Start of Task inputs
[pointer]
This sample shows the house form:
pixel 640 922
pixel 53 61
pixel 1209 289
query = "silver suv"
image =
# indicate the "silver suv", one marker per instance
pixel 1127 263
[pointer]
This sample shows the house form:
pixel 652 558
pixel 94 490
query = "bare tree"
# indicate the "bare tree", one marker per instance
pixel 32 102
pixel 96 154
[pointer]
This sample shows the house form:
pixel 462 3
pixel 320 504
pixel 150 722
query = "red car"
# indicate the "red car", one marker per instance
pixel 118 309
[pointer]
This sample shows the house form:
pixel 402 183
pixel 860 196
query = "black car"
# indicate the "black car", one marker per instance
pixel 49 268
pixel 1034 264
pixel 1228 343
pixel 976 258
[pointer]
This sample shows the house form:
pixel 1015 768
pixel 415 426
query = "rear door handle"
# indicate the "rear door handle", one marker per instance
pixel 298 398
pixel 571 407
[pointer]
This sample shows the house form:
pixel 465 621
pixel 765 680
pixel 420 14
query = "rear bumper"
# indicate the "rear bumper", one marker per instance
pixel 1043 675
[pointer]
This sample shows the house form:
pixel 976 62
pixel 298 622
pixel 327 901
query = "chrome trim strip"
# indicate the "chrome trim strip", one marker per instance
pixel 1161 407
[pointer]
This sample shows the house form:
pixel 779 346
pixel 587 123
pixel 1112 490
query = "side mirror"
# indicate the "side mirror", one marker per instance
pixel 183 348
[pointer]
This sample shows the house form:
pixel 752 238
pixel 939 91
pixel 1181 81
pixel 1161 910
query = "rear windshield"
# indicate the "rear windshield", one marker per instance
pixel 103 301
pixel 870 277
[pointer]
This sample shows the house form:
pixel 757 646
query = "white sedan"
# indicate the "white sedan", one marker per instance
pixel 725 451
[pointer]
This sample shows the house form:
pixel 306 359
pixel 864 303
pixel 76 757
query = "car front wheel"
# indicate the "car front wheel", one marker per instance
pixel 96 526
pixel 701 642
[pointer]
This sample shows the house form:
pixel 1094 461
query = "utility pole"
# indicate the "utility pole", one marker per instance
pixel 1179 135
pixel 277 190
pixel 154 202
End of Task inputs
- Exercise description -
Reproduce all of the records above with every instance of "indicate" replaced by "mark", leaving everything else unchanged.

- The solution -
[pointer]
This sample shows the house form:
pixel 640 922
pixel 53 61
pixel 1209 289
query = "silver suv"
image =
# mark the "silver suv", one marker per instance
pixel 1127 263
[pointer]
This sample shows the house form:
pixel 652 558
pixel 94 490
query = "bare tree"
# mark the "bare tree", one marker per instance
pixel 32 102
pixel 96 154
[pointer]
This sample shows the house form:
pixel 462 3
pixel 320 504
pixel 150 722
query = "red car"
# mark the "red car", one marker per instance
pixel 118 309
[pointer]
This sample shows the house form:
pixel 402 183
pixel 860 196
query = "black car"
# mark the "black car", one marker per instance
pixel 49 268
pixel 1034 264
pixel 1228 343
pixel 976 258
[pointer]
This sample shows the house form:
pixel 1015 768
pixel 415 426
query = "rear door handle"
# mark the "rear door handle", one marker per instance
pixel 298 398
pixel 571 407
[pointer]
This sample shows the house form:
pixel 465 621
pixel 765 680
pixel 420 14
query = "rear bumper"
# mark the "rear bumper", one marker per instance
pixel 1043 675
[pointer]
This sample shows the house form:
pixel 976 62
pixel 298 622
pixel 327 901
query = "chrome trim strip"
# mark the "chrome trim strip", one marker per instance
pixel 1161 407
[pointer]
This sample shows the house form:
pixel 779 346
pixel 587 123
pixel 1112 490
query = "side mirror"
# mark the "side mirror", one marker per instance
pixel 183 348
[pointer]
This sample shows the house form:
pixel 752 238
pixel 939 91
pixel 1181 81
pixel 1161 910
query = "rear windshield"
# mark the "rear windshield", one marker per instance
pixel 103 301
pixel 870 277
[pointer]
This sample shows the house form:
pixel 757 646
query = "white sedan"
# mark the "white sedan", one marker per instance
pixel 725 451
[pointer]
This sample shows the house form:
pixel 306 359
pixel 864 303
pixel 76 757
query = "car front wheel"
# mark the "car front wheel", one marker per instance
pixel 96 526
pixel 701 642
[pointer]
This sample shows the house form:
pixel 1094 461
query = "utility pole"
# mark the "utility pole", one marker per instance
pixel 1179 135
pixel 277 190
pixel 154 202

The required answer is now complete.